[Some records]
□ □ □ □

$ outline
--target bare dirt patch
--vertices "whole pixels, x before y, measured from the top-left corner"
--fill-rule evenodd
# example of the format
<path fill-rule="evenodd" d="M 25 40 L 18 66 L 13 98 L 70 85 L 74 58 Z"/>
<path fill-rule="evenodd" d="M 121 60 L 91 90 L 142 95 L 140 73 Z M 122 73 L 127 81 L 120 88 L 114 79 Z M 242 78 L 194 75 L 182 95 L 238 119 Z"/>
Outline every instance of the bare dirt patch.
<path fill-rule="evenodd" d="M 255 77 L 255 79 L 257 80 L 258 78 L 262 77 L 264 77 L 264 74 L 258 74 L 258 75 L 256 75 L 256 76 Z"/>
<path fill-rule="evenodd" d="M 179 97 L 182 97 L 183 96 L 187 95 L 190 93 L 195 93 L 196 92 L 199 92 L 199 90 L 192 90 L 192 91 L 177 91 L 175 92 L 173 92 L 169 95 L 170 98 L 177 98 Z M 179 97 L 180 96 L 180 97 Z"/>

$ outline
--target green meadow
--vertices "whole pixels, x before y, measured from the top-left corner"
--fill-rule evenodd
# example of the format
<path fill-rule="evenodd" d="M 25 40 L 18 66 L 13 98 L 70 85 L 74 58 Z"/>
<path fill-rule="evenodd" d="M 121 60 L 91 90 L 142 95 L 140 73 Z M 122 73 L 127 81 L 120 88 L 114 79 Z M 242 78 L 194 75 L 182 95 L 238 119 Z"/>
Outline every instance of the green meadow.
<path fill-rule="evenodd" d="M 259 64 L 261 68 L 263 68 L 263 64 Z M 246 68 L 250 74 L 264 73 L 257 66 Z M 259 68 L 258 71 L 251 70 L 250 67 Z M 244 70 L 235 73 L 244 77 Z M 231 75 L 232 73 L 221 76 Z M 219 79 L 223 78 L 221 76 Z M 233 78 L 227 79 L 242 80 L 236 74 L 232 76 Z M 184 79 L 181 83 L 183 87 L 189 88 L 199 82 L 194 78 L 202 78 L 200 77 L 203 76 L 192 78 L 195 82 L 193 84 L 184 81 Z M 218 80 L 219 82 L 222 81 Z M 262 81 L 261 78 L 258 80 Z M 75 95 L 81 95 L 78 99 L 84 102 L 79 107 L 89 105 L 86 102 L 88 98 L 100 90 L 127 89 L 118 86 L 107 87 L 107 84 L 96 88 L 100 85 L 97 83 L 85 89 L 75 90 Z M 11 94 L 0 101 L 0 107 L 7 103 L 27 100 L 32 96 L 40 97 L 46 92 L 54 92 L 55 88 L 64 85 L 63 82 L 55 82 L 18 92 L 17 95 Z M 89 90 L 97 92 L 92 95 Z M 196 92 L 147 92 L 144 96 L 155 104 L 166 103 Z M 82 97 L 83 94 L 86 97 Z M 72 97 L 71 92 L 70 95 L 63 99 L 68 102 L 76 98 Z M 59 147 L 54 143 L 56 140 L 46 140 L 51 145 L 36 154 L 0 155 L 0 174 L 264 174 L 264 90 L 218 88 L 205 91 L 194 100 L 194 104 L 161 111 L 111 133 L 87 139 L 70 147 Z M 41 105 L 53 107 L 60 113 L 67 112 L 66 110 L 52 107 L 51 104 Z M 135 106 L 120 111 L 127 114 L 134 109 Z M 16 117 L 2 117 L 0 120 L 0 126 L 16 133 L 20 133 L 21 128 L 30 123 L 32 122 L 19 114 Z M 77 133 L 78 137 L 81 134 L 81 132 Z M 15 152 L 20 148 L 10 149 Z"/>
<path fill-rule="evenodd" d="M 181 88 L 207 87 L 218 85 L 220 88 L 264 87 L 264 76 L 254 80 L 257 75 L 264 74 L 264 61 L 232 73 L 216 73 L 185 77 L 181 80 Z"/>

□ □ □ □

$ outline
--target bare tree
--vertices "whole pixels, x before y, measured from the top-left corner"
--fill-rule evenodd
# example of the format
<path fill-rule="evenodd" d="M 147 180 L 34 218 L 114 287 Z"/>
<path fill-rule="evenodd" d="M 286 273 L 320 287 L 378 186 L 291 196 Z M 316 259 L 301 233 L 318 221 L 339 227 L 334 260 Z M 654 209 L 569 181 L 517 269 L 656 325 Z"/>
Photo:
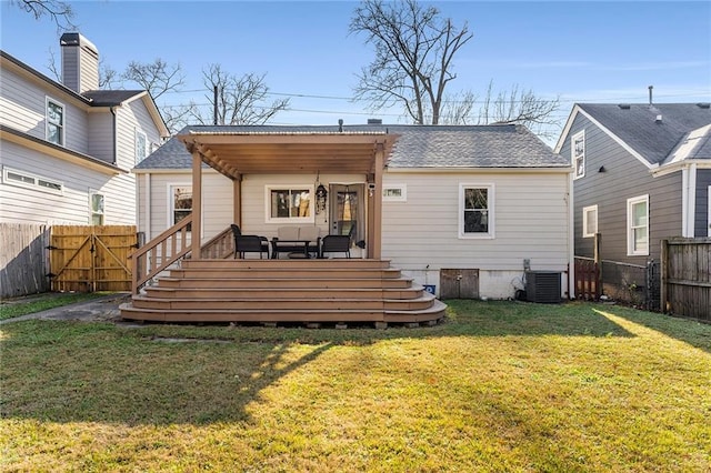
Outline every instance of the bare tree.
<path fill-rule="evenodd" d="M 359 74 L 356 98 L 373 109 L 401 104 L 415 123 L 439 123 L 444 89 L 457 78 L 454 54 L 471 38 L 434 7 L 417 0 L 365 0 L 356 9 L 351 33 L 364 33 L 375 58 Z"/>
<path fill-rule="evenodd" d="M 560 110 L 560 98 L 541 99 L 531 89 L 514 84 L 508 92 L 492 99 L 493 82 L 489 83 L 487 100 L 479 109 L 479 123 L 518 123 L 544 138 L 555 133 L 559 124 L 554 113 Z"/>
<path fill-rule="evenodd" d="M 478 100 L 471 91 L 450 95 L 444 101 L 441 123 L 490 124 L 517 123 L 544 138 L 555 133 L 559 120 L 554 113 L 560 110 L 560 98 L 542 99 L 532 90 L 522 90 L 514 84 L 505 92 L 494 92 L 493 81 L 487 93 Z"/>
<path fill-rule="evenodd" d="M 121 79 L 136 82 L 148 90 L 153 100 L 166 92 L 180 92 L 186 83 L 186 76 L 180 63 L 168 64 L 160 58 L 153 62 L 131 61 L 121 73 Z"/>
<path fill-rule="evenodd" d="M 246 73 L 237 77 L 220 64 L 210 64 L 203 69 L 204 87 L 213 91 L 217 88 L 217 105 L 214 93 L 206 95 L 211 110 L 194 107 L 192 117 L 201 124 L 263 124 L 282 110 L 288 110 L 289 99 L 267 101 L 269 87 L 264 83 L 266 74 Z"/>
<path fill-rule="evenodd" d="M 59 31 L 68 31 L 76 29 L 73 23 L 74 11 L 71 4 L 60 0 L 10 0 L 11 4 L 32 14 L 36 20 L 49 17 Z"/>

□ □ □ □

Find every line in the records above that contains the string "patch", matching case, and copy each such line.

--target bare dirt patch
Outline every instance of the bare dirt patch.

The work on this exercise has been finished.